◆ Directions: Copy every line in the text below that contains the word "white".

□ □ □

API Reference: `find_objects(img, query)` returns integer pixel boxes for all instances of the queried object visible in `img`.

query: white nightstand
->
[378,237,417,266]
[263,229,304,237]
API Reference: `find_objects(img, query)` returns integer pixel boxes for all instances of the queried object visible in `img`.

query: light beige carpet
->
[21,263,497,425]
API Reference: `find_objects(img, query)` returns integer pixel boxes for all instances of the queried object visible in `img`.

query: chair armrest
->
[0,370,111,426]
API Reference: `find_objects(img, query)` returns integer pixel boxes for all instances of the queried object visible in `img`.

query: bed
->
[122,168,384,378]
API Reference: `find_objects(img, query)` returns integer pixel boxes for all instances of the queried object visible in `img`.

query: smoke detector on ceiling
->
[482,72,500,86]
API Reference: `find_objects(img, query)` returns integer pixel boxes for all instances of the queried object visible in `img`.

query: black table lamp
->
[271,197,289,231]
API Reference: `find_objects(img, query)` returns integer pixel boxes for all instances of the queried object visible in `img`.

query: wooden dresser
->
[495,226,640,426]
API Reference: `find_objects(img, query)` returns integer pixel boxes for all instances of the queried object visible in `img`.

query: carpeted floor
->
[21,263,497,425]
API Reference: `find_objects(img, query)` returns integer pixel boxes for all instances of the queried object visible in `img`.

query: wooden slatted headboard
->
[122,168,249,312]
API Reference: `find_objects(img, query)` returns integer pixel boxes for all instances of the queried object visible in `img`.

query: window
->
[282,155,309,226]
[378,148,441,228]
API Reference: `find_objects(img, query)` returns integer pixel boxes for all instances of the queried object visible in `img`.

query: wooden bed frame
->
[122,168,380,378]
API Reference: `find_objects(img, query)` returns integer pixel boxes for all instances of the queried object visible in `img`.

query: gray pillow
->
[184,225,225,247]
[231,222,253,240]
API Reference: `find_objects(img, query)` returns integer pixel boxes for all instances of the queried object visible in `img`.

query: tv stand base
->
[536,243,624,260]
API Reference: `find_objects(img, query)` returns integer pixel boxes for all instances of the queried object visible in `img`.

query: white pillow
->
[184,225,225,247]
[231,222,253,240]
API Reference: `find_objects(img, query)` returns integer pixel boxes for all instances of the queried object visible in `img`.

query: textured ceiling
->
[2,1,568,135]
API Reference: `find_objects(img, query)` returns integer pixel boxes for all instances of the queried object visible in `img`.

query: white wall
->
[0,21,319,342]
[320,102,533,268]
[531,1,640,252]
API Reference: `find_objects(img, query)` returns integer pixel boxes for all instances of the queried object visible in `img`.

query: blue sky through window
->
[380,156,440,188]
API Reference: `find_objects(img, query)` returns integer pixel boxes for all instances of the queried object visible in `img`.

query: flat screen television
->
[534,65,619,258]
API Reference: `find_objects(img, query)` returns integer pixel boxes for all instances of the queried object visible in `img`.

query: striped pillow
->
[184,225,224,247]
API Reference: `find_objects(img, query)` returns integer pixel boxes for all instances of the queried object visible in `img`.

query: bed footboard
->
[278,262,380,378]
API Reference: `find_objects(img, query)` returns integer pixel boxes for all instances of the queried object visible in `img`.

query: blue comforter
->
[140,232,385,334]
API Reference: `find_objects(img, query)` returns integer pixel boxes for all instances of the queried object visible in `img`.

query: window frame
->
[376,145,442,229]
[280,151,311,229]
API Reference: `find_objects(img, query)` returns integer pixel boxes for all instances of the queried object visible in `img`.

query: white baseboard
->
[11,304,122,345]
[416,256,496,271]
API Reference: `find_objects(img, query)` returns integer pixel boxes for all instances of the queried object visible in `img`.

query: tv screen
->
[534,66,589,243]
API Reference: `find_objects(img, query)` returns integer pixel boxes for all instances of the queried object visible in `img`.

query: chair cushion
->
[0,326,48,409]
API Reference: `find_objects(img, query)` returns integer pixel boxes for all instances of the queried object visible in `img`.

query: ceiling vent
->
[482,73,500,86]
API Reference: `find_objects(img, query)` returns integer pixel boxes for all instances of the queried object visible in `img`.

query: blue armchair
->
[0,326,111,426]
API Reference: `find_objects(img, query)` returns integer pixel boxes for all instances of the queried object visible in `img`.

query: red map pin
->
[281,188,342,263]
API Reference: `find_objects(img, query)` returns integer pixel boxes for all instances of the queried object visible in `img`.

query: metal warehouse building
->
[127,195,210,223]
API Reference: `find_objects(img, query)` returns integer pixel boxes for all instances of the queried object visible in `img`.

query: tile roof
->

□ □ □

◆ Solution:
query: white nightstand
query: white pillow
query: white wall
query: white baseboard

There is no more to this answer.